## Tasks to perform
a – List every party named in the case names cited in the arbitration news text.
b – Continue the text on arbitration rulings and ADR commentary from its final sentence.

Retired federal judge and current JAMS neutral Diane Welsh has this article in The Legal Intelligencer discussing her experiences with virtual mediation during COVID-19 and offering her view that “the advantages of virtual mediation suggest that it will be deeply embedded in the ADR landscape long after the pandemic is over.”

“Computer Signatures and Arbitration Contracts May Not Mix”

The New Jersey Law Journal‘s Editorial Board has this article, discussing the New Jersey Appellate Division’s decision in Knight v. Vivint Solar, __ N.J. Super. __, 2020 N.J. Super. LEXIS 240 (N.J. Super. Ct. App. Div. Dec. 2, 2020), offering the following takeaways to contract draftspersons: “(a) When drafting, say it once and say it well, but do not over-commit to tech. (b) When entering a contract, all parties should have and maintain fully executed copies.”

Arbitration Provision Contained In Terms Of Use But Not Membership Agreement Nonetheless Mandate Arbitration Of Health Club Dispute

The Southern District of New York has held that a purported class action against a health club by a member whose access was precluded due to Covid is subject to arbitration. In Jampol v. Blink Holdings, Inc, the court held that even though the Membership Agreement did not provide for arbitration, the Terms of Use to which the member assented did contain a broad arbitration provision and were controlling.

## Information shown

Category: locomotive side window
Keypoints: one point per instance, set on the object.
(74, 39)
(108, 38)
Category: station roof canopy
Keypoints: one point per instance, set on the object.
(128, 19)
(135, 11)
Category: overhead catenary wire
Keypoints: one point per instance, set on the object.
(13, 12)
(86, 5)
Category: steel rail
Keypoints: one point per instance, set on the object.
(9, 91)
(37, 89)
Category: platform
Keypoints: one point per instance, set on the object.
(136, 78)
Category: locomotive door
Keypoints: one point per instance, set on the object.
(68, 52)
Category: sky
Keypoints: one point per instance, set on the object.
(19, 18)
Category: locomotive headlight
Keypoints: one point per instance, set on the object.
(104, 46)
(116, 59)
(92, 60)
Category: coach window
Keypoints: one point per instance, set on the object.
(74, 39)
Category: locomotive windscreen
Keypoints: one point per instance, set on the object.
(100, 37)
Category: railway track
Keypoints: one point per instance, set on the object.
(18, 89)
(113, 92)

* * *

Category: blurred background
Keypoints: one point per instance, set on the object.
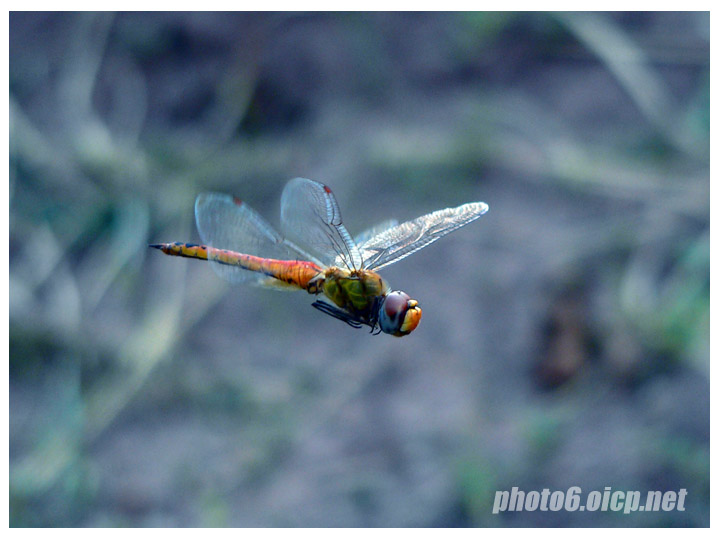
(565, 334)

## Responses to the exercise
a –
Knight
Vivint Solar
Jampol
Blink Holdings, Inc

b –
“Pre-Suit Investigation by Patentee’s Attorney Does Not Compel Arbitration Despite Website TOS”

“The question presented to Chief Judge Colleen McMahon was, essentially, whether the pre-filing investigations by an attorney for a patent owner worked to compel arbitration?” This was the issue facing the court, as explained by Gene Quinn of IPWatchdog, Inc., in this article discussing the Southern District’s decision in Perry Street Software, Inc. v. Jedi Technologies, Inc., Case 1:20-cv-04539-CM.

As Mr. Quinn explains, “an attorney for patent owner Jedi Technologies, accessed the defendant’s website in order to engage in pre-filing due diligence, as is both prudent and legally required pursuant to FRCP Rule 11…signed up and viewed [the defendant’s app] as a part of this investigation. The …Terms of Service (TOS) included a boilerplate arbitration clause that purported to prevent users from filing claims in any court of competent jurisdiction, and instead compelling arbitration.”

Spoiler alert…. Judge McMahon held this action by plaintiff’s counsel was insufficient to constitute an agreement to arbitrate.

“Arbitration Provision Survives Agent Termination”

Quincy Bird of Carlton Fields has authored this article, available through JD Supra, discussing the Arkansas District Court’s decision in Patterson v. American Income Life Ins. Co. Attorney Bird asks at the outset “Has the judicial preference for presuming the survivability of arbitration clauses governing workplace disputes reached canonical status?” He suggests that perhaps it has.

“Does an Arbitration Clause Apply to Your LLC Dispute?”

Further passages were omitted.